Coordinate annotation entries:
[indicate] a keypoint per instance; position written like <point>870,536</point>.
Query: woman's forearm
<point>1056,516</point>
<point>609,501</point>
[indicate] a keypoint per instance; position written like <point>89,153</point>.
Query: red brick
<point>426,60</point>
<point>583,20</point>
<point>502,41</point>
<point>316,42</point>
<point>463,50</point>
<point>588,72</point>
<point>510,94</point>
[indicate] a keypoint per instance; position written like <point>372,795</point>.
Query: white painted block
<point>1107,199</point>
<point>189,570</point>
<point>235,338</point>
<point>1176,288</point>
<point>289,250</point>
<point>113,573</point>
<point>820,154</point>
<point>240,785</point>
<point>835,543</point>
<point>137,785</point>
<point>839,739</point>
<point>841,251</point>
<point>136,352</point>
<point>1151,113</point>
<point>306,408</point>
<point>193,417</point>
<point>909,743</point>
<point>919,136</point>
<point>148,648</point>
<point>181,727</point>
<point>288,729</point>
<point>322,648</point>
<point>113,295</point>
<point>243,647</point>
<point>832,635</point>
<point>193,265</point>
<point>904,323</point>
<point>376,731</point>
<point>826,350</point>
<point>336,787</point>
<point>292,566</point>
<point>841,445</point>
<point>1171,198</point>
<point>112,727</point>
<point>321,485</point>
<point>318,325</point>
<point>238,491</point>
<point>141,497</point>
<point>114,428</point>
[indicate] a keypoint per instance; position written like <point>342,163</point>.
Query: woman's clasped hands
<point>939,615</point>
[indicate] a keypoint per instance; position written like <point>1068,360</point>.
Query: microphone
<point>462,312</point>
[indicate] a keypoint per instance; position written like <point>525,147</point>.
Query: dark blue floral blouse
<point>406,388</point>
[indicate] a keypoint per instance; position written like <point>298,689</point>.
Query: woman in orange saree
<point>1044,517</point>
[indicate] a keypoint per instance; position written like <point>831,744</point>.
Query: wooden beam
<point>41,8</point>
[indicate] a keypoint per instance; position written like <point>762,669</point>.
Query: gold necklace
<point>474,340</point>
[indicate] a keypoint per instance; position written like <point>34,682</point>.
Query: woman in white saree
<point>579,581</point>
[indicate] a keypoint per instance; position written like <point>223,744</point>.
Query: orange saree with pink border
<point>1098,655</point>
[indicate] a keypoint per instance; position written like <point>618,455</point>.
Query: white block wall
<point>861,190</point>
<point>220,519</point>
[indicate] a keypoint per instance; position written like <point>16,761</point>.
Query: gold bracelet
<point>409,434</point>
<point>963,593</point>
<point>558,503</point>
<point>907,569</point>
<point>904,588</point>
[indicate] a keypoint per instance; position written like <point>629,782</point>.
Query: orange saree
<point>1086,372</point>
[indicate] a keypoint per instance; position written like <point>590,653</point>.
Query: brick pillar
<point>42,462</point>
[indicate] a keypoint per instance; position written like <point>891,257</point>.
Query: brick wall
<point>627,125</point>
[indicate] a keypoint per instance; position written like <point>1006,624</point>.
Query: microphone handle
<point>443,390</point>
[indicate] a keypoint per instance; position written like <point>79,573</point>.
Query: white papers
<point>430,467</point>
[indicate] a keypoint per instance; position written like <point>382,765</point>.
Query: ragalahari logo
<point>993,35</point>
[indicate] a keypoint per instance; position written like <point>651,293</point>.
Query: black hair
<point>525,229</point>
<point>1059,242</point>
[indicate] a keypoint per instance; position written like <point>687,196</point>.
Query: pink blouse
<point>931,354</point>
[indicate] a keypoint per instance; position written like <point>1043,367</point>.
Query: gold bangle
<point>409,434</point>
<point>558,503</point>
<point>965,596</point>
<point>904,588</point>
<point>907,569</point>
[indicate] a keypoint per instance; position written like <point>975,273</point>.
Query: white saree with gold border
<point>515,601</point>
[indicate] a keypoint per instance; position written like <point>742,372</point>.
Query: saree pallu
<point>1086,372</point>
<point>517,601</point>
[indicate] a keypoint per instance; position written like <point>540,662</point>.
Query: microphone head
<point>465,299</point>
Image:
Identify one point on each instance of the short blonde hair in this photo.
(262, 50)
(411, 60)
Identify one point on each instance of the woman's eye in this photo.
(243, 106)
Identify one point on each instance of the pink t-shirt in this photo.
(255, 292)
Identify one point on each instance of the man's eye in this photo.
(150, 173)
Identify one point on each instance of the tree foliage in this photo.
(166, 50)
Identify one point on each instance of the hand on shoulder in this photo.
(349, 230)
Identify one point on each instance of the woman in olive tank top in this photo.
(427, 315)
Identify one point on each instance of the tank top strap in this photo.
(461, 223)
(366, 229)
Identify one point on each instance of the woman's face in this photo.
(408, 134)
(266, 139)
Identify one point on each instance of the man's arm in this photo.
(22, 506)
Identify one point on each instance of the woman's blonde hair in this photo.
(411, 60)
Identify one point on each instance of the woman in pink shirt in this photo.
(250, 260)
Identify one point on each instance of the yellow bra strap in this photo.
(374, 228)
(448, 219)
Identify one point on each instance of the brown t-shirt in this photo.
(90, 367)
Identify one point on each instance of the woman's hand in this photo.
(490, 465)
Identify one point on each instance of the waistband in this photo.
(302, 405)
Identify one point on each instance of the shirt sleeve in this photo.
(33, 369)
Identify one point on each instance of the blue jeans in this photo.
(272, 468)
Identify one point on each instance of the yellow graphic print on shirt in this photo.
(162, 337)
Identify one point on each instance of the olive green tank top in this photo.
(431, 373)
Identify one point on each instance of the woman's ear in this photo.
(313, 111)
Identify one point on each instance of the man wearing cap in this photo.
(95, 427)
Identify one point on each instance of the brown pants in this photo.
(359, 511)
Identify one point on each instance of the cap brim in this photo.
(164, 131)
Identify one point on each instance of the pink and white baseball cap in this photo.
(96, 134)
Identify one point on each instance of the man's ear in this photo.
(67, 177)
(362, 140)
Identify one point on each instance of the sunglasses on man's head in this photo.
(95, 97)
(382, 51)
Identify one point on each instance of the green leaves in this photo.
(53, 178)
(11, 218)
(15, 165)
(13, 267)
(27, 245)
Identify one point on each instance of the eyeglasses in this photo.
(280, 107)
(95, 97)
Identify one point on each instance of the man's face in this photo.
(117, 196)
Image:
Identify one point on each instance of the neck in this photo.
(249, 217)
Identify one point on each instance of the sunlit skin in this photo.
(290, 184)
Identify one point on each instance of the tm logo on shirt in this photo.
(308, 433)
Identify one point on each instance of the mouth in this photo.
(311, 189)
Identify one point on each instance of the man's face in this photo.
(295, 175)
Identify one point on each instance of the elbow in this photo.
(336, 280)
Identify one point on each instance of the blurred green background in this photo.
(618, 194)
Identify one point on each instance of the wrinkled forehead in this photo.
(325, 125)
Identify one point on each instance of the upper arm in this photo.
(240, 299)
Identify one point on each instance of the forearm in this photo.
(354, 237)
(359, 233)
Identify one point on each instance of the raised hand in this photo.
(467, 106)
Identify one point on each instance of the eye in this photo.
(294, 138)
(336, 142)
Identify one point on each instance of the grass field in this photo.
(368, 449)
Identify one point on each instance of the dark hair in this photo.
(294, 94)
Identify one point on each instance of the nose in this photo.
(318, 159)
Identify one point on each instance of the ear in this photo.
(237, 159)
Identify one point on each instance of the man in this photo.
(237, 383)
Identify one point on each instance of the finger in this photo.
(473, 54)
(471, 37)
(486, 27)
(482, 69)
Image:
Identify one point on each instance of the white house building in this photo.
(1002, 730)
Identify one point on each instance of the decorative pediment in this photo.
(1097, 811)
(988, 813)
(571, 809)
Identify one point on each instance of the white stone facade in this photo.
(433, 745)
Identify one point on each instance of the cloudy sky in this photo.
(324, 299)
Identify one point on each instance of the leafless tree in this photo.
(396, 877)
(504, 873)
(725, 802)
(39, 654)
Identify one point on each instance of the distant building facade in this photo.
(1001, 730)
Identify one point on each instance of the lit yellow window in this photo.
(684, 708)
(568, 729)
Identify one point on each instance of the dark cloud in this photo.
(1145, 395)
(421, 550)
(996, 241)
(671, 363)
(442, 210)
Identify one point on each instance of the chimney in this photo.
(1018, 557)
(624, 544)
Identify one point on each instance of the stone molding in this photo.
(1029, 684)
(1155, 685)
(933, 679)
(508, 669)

STATED EXERCISE:
Each line from the one containing "Identify one point on each instance of the decorative" to the end of the records should be echoed exactly, and no other line.

RESPONSE TO THE TASK:
Identify one point on each instance of the decorative pediment in this photo.
(1097, 811)
(988, 813)
(571, 809)
Identify one point on each instance of the white stone facade in this photo.
(433, 745)
Identify one point on each instance of the cloudy sky in this photo.
(324, 299)
Identify one point on each instance of the leafless tree in this photo.
(396, 877)
(504, 873)
(725, 802)
(39, 654)
Identify one point on each instance of the distant building facade in this photo.
(1001, 730)
Identify one point on each instance of the lit yellow window in this photo.
(684, 708)
(568, 729)
Identify one point on each instance of the dark cloud in this photo.
(1145, 395)
(421, 550)
(996, 241)
(671, 363)
(442, 210)
Identify one point on each instance of the chimney in this photo.
(1018, 557)
(624, 544)
Identify one point on each instance of the stone molding in this photo.
(1029, 684)
(1155, 685)
(933, 679)
(508, 669)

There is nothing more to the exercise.